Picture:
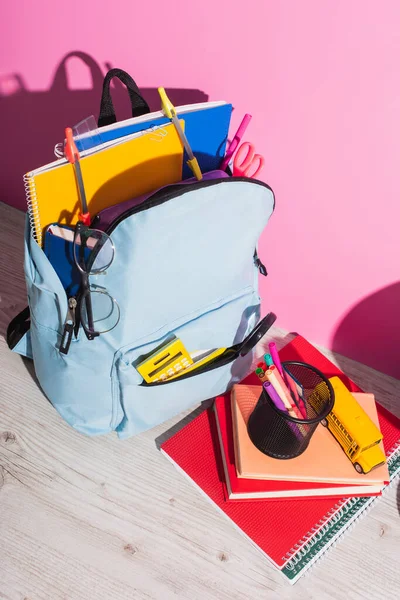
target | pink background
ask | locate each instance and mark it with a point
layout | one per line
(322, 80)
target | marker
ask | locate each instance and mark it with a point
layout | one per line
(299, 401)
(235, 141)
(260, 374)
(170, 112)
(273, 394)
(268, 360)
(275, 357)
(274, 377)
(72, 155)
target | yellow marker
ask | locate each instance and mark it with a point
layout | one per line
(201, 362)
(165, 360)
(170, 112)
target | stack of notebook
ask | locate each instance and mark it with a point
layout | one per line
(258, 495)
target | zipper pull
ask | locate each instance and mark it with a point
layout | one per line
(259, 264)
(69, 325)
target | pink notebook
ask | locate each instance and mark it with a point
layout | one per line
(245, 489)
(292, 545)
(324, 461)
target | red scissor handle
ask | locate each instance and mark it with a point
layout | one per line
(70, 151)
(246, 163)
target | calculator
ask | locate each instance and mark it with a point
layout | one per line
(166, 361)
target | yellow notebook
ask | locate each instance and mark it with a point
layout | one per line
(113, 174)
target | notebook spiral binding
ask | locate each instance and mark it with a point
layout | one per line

◆ ◆ ◆ ◆ ◆ ◆ ◆

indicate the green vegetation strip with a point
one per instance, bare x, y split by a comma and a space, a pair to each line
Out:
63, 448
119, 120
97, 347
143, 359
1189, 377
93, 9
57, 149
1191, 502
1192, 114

◆ ◆ ◆ ◆ ◆ ◆ ◆

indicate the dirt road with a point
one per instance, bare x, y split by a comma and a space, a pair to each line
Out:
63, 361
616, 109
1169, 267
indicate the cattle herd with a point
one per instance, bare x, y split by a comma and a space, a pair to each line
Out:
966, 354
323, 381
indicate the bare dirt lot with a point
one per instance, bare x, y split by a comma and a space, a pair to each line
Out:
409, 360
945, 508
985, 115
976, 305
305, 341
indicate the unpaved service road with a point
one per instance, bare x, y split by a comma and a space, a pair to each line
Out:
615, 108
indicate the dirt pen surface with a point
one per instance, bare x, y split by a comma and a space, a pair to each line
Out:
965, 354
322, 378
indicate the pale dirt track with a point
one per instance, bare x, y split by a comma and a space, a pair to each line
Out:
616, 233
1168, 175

◆ ◆ ◆ ◆ ◆ ◆ ◆

Directions for this task
Find the string "indicate" in the entries above and return each line that holds it.

Answer box
indicate the green vegetation strip with a point
indicate the dirt road with a point
indicate the cattle herd with a point
indicate the bare dirt lot with a point
indicate the unpaved service road with a point
indicate the dirt pen surface with a point
indicate the pale dirt track with a point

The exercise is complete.